= Text to read =
But the Kentucky Republican simultaneously promised to use government funding bills to rein in President Barack Obama’s regulations and executive actions, saying there will be “prescriptions of certain things that we think he ought not to be doing by either reducing the funding or restricting the funding.”

These two stances — expressed by McConnell throughout the 2014 campaign — expose a strategic dilemma. President Barack Obama will carry the veto pen for another two years, which means the only foolproof leverage the new Republican Congress will have to force policy reforms he opposes is the threat of a government shutdown, through the power of the purse.

Without that, there would be little downside to vetoing legislation.

Asked about the possibility of executive action on immigration, McConnell told TIME that “the way that you push back on executive overreach is through the funding process.” Republicans have also expressed enthusiasm for using the funding process to unwind environmental regulations and health care reforms.

The conundrum: if there’s no threat of a shutdown, there’s no clear motivation for Obama to sign legislation that unwinds his main achievements. Conservatives like Sens. Ted Cruz (R-TX) and Mike Lee (R-UT) recognized this in 2013 when they led the Republican House into a shutdown over the prospect of defunding Obamacare. But it failed because Obama refused to budge.

It’s plausible that Obama will be more inclined to accept Republican-led legislation that’s passed by the new Congress. Without the “firewall” of a Democratic-led Senate, he’s likely to see more bills on his desk that he doesn’t like. But when it comes to his signature executive moves, the most powerful weapon in McConnell’s arsenal sounds like one he’s hesitant to use.

= Exercise tasks =
1 > Please repeat the part of the passage on McConnell's funding strategy starting with "These two stances" and going on through "of the purse.", replacing "veto pen" with "veto power".
2 > According to the passage on McConnell's funding strategy, what did McConnell tell TIME is the way to push back on executive overreach?
The lines that come next have no connection to the text above.

= Collected data =
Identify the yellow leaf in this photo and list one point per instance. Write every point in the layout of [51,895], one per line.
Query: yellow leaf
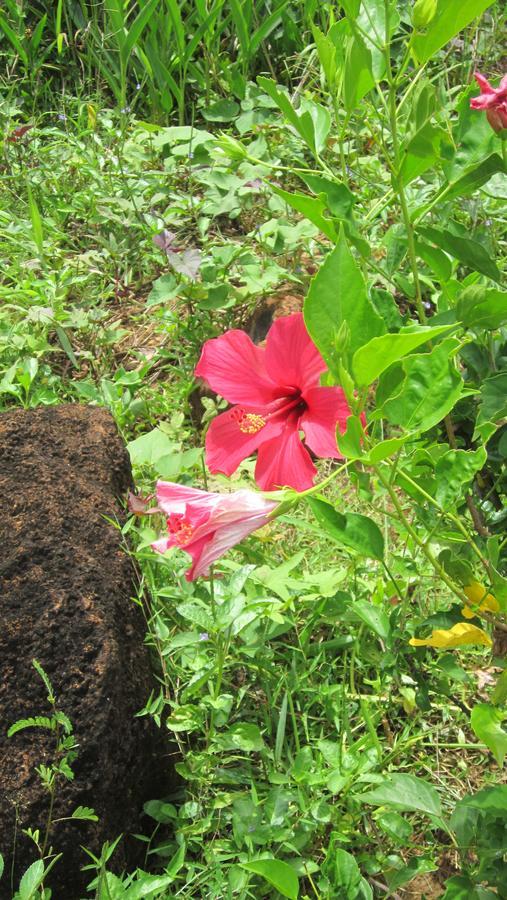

= Answers for the tasks =
1 >
These two stances — expressed by McConnell throughout the 2014 campaign — expose a strategic dilemma. President Barack Obama will carry the veto power for another two years, which means the only foolproof leverage the new Republican Congress will have to force policy reforms he opposes is the threat of a government shutdown, through the power of the purse.

2 > Through the funding process.